Quote the entries below word for word, starting at the line that contains "Put a point on the wooden" and continuing through the end of the entries.

----------

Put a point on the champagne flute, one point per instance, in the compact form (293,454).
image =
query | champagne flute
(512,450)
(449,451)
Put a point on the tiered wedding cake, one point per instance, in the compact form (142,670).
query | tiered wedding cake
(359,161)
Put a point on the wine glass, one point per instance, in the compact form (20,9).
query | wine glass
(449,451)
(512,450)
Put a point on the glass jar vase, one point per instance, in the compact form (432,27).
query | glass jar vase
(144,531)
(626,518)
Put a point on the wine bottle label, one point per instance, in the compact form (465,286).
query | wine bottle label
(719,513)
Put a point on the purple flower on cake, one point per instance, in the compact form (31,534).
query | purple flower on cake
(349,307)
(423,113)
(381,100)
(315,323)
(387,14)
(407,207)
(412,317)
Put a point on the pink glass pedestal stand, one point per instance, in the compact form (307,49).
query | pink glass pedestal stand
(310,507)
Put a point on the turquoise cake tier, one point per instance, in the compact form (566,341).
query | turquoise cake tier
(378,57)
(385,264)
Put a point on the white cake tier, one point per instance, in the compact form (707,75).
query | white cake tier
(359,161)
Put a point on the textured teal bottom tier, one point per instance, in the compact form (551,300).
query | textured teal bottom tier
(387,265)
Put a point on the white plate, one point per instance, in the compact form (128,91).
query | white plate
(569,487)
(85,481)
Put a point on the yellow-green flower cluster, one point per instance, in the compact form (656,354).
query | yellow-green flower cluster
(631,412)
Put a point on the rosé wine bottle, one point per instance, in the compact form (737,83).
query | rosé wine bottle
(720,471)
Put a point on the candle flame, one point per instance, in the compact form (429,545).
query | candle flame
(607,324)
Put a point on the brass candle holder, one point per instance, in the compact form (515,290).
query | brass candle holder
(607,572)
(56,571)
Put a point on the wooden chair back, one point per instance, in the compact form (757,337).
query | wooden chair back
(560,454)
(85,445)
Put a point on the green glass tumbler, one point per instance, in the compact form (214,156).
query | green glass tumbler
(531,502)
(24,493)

----------

- _Reply to the exercise_
Put a point on the wooden chair back, one point per instance, in the compact form (757,337).
query | wooden chair back
(560,454)
(85,445)
Put a point on the green glass tumbler, one point per instance, in the compact form (214,156).
query | green glass tumbler
(531,502)
(24,493)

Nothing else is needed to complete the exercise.